* TASK DESCRIPTION *
In the records below, how many lines contain the string "shirt"? Reply with the count alone.

[Pointing dataset records]

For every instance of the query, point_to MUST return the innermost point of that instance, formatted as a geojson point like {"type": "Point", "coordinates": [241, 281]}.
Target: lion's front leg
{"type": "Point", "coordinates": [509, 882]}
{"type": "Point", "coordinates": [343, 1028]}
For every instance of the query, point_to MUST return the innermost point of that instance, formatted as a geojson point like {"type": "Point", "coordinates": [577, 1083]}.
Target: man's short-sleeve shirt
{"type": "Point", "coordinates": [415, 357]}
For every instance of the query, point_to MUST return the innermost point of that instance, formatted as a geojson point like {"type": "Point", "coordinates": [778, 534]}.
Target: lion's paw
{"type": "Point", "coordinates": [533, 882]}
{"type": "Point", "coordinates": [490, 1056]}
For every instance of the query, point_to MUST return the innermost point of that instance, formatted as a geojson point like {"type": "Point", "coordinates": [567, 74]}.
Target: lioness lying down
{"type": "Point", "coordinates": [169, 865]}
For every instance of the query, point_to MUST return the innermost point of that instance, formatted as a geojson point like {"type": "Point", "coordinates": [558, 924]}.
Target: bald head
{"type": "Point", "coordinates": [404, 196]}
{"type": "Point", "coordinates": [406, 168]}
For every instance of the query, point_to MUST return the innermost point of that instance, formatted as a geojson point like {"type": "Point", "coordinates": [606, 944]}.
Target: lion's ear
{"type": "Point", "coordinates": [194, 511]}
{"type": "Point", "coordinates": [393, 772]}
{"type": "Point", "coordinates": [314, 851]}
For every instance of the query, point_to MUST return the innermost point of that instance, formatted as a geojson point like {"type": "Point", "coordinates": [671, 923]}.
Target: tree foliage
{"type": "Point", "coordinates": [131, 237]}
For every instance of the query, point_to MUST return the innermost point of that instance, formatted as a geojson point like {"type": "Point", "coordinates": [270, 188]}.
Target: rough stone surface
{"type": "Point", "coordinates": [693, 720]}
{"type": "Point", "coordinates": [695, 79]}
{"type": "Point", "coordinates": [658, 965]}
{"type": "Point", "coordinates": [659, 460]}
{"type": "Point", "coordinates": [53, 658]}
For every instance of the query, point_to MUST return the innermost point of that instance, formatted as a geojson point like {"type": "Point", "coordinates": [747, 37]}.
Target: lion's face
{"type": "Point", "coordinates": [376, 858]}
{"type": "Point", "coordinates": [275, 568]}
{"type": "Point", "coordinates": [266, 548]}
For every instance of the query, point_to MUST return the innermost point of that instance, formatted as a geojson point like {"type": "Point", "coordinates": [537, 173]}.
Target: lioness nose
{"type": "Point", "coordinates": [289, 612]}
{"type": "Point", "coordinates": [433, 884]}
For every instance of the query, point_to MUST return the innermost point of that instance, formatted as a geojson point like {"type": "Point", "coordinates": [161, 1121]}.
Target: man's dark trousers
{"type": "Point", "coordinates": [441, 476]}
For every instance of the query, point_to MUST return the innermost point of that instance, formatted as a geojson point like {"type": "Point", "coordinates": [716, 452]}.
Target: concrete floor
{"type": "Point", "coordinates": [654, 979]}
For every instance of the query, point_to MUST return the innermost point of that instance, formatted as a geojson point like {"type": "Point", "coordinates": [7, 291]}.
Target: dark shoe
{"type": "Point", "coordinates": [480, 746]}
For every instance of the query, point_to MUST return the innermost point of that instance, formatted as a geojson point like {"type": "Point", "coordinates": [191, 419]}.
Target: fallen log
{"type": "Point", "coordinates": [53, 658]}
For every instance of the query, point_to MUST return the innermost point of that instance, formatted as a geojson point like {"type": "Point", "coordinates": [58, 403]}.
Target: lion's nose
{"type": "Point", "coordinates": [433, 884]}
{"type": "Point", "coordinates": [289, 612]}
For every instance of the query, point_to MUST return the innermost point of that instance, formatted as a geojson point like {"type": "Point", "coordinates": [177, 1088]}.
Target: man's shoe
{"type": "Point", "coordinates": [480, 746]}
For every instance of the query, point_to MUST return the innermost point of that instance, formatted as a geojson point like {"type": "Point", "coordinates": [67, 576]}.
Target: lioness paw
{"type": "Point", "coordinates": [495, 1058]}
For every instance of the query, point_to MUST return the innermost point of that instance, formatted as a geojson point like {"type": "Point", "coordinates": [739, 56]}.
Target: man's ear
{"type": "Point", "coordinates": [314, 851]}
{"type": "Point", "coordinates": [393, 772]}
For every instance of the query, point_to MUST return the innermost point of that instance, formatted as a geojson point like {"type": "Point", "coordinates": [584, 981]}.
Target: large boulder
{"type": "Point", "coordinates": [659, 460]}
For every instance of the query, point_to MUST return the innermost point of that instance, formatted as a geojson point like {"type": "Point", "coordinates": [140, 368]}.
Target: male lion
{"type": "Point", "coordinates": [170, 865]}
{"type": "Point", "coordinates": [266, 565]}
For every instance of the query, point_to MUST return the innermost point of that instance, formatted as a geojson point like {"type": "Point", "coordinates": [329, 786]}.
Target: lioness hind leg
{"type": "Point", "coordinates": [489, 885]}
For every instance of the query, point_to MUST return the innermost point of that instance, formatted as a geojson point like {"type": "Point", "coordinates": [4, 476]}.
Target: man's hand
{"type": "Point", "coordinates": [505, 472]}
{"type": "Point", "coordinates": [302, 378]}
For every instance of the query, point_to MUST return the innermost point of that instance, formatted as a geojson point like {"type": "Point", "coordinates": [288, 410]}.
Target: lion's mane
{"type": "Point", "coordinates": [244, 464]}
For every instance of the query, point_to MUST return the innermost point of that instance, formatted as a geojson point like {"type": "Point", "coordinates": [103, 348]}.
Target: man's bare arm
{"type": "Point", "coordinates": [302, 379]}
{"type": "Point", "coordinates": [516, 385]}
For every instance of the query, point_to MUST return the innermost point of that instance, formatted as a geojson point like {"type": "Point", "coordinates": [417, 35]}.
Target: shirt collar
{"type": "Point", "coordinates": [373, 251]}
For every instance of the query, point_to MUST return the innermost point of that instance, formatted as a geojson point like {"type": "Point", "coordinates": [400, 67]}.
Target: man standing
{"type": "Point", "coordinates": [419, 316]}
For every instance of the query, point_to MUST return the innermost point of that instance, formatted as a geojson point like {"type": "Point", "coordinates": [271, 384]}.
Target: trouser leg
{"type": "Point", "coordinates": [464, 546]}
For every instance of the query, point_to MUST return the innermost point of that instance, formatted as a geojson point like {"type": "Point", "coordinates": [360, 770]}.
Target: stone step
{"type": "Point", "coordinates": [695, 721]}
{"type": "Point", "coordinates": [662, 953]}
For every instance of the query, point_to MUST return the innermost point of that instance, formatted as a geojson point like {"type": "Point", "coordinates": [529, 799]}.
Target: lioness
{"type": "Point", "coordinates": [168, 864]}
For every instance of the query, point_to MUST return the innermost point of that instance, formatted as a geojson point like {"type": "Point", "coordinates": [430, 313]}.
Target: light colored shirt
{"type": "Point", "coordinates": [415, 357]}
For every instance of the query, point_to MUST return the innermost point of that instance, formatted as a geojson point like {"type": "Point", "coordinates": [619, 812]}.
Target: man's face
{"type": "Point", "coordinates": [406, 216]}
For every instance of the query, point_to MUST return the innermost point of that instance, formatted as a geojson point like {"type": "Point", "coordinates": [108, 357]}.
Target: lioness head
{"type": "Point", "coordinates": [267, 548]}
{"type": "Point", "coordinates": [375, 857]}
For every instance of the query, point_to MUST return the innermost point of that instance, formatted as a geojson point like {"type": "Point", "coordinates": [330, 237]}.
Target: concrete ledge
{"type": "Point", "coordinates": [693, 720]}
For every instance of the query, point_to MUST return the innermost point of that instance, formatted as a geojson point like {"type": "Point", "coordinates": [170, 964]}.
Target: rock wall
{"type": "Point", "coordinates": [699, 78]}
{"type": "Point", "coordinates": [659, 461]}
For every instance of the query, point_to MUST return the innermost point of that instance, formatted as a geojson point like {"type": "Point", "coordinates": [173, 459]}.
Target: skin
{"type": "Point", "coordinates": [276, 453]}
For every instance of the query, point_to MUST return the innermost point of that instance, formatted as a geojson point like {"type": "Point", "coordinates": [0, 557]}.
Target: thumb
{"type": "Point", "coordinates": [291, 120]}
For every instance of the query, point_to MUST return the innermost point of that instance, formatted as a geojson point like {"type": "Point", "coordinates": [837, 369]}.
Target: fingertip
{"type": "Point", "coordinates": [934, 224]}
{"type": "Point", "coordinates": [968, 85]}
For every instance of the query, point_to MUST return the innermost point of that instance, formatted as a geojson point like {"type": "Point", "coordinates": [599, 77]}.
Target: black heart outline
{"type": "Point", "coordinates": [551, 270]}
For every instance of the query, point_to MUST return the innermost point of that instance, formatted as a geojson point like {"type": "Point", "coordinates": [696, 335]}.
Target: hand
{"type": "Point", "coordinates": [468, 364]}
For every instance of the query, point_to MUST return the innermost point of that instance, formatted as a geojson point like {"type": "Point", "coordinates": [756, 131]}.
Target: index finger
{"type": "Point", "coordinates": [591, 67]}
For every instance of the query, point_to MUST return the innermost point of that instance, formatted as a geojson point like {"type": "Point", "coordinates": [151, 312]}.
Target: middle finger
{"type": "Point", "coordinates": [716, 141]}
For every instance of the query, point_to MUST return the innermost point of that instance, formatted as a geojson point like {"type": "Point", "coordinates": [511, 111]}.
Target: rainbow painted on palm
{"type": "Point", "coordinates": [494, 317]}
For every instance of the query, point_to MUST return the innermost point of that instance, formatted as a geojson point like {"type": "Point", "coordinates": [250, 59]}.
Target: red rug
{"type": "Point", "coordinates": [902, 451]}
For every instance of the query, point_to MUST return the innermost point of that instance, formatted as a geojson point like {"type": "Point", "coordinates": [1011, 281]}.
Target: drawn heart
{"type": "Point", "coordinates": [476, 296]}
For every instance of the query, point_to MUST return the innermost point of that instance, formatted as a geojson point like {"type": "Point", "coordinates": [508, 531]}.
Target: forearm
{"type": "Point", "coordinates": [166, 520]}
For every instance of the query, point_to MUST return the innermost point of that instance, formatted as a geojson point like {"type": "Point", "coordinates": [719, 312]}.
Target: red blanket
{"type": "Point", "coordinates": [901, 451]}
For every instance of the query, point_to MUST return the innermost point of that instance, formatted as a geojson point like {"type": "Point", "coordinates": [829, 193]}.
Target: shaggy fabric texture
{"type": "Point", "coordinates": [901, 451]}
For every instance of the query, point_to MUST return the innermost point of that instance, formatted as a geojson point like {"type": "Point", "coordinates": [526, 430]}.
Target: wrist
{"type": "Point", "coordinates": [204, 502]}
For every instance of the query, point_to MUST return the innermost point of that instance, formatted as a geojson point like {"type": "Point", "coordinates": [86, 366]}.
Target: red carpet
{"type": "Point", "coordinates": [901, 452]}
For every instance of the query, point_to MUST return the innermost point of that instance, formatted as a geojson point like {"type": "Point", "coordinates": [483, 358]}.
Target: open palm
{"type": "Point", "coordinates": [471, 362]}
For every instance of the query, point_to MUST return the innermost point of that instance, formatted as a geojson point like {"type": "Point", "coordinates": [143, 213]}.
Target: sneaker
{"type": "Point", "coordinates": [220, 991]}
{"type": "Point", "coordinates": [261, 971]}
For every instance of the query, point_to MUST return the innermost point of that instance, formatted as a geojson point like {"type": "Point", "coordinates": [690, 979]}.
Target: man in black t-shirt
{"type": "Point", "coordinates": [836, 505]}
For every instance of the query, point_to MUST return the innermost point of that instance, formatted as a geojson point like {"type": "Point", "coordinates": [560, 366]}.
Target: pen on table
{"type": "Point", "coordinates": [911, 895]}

* EXPECTED ANSWER *
4